## [TEXTE FOURNI]
4ème phase (- 2500 av JC) : apparition de l'écriture cunéiforme

Au fil des siècles, le système rudimentaire des pictogrammes a évolué progressivement pour aboutir à l’écriture dite cunéiforme « en forme de coin ou de clous ». En effet, les comptables dessinaient des choses ou des êtres avec des « calames » : des roseaux taillés en pointe. Ces calames sont les ancêtres de nos porteplumes. Les sumériens prirent l’habitude de les tailler en biseau. Il ne faut pas croire que ces signes étaient laissés à la liberté de l’artiste. On a retrouvé des listes dressées par les scribes.

cuneiforme

 

5ème phase (- 1900 av JC) : l’alphabet phénicien consonatique non pictographique

Une évolution extraordinaire va se produire. Un progrès décisif consista à faire en sorte que les signes renvoient aux sons des mots de la langue parlée. A l’origine de toute écriture véritable se trouve ainsi cette invention considérable : le phonétisme. Et l’astuce admirable des phéniciens , comme d’ailleurs les anciens égyptiens, a été d’utiliser un procédé aussi simple qu’un jeu d’enfant : le rébus ! Comme dans nos rébus ou un dessin de chat et un dessin de pot n’ont rien à voir avec le félin mais avec un « couvre-chef ». Le phonétisme s’élabora alors de manière très complexe. Au point que pour rendre un peu plus facile l’écriture et la lecture, les scribes sumériens durent user de signes classificateurs qui permettaient de savoir si le signe évoquait un objet ou un son.

## [INFORMATIONS FOURNIES]
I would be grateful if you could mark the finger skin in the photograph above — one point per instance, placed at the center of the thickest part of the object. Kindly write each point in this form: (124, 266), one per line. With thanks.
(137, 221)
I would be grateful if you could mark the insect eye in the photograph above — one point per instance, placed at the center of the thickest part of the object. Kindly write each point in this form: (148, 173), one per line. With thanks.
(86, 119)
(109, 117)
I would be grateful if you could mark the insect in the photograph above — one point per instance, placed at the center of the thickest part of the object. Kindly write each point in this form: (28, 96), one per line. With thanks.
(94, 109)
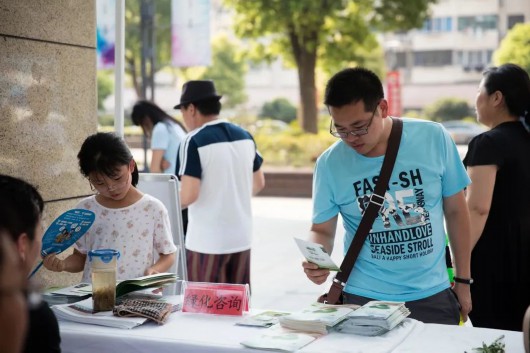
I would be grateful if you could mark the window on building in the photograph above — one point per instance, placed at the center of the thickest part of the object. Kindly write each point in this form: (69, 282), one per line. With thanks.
(427, 25)
(515, 19)
(447, 25)
(438, 24)
(476, 60)
(433, 58)
(476, 23)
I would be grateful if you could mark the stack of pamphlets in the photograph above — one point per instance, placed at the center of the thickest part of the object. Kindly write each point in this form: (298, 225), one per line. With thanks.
(83, 312)
(263, 319)
(70, 294)
(276, 338)
(317, 318)
(374, 318)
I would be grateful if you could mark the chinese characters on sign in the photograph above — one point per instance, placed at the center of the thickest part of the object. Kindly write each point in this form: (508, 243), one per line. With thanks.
(215, 298)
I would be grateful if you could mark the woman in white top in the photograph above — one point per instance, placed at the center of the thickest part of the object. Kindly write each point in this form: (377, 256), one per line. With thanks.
(165, 132)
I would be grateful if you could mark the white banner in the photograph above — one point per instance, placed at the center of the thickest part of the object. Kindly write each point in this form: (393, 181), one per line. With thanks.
(190, 33)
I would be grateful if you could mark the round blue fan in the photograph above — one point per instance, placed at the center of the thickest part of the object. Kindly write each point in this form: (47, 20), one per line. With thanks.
(65, 231)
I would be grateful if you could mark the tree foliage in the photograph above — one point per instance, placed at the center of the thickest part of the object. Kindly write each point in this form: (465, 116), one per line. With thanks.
(227, 71)
(330, 34)
(279, 109)
(105, 86)
(446, 109)
(515, 47)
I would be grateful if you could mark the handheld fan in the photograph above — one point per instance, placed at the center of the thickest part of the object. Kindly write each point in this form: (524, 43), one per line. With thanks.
(65, 231)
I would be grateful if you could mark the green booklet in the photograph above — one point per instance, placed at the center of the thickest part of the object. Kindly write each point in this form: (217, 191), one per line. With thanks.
(152, 281)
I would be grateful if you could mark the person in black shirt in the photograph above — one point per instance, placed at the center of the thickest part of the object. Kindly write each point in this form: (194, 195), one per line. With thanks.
(498, 163)
(21, 208)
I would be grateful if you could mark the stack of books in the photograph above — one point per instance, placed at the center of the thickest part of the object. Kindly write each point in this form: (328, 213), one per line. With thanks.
(318, 318)
(374, 318)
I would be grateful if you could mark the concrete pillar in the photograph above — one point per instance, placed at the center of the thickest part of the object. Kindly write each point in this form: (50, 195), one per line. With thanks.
(48, 101)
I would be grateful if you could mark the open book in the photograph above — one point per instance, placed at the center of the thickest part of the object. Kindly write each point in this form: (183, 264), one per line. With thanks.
(152, 281)
(82, 291)
(374, 318)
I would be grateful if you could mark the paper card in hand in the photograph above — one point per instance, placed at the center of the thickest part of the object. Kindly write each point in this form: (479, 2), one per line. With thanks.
(66, 230)
(315, 253)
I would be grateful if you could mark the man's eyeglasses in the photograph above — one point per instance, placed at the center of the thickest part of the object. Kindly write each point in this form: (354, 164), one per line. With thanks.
(358, 132)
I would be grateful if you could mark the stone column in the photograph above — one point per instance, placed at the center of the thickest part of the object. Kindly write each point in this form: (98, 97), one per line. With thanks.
(48, 101)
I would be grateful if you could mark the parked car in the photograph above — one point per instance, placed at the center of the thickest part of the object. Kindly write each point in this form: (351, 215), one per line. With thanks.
(463, 131)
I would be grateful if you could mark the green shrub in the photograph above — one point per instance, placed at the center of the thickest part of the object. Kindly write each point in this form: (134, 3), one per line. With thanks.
(447, 109)
(279, 109)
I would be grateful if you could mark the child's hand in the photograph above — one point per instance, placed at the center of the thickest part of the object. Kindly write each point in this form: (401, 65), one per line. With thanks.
(164, 164)
(150, 271)
(52, 263)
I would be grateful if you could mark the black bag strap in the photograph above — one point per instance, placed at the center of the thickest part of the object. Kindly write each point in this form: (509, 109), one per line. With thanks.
(377, 200)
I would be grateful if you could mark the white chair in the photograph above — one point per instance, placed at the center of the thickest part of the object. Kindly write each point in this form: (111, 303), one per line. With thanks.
(165, 188)
(526, 330)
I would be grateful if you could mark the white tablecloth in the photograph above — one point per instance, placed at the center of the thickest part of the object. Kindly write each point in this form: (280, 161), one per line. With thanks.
(185, 332)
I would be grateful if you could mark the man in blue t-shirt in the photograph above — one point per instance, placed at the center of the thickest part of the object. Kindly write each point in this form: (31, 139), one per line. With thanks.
(220, 169)
(403, 258)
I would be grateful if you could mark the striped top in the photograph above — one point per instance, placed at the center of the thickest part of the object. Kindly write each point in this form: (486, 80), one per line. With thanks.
(224, 157)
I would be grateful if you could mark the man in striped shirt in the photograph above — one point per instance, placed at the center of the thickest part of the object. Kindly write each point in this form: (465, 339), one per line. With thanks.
(220, 169)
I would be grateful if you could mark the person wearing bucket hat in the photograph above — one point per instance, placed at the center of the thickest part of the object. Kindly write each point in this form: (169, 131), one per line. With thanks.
(220, 169)
(127, 220)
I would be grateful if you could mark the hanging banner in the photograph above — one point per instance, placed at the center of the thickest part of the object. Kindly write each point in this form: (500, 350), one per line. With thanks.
(393, 84)
(190, 33)
(105, 33)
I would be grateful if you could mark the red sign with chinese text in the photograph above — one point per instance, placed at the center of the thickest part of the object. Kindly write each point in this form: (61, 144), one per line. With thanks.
(215, 298)
(393, 84)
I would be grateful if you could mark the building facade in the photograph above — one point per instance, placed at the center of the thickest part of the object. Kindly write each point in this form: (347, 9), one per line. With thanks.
(446, 57)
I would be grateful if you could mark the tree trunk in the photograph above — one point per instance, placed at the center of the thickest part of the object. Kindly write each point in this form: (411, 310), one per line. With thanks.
(306, 58)
(134, 77)
(308, 113)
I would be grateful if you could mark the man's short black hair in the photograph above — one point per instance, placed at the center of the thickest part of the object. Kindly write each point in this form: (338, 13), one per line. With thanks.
(352, 85)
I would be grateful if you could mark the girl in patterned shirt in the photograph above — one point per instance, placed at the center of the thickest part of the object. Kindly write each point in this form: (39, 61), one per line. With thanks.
(127, 220)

## [OBJECTIFS]
[1] Répondez à ces questions sur le texte consacré à l'histoire de l'écriture :
(a) Avec quels instruments les comptables dessinaient-ils des choses ou des êtres ?
(b) Quelle invention se trouve à l'origine de toute écriture véritable ?
(c) Pourquoi les scribes sumériens durent-ils user de signes classificateurs ?
[2] Reprenez le texte sur l'histoire de l'écriture à partir de sa dernière phrase, en gardant son ton.
Les entrées ne sont pas utiles pour ce travail.

## [ENSEMBLE DES RÉPONSES]
[1]
(a) Avec des calames, c'est-à-dire des roseaux taillés en pointe.
(b) Le phonétisme.
(c) Pour rendre l'écriture et la lecture un peu plus faciles, ces signes permettant de savoir si le signe évoquait un objet ou un son.

[2]
L'alphabet phénicien (appelé par convention alphabet protocananéen pour les inscriptions antérieures à 1200 av. J.-C.) (les phéniciens sont les anciens habitants de Canaan) est ainsi un alphabet consonantique non pictographique.

Le mot cananéen pour bœuf était 'alp, mais l'image en tant que signe linguistique ne renvoyait pas au mot dans son entier mais uniquement au premier son qui était prononcé ; la tête de bœuf n'avait donc qu'une valeur acrophonique. Ainsi, l'image de la lettre ('alp) signifie le son consonantique ('), qui n'existe pas dans les langues européennes.

Avec le temps et une dimension trop souvent négligée dans l'évolution des langues, aussi bien à l'écrit qu'à l'oral, la divine paresse, la forme de l'image du bœuf se modifia.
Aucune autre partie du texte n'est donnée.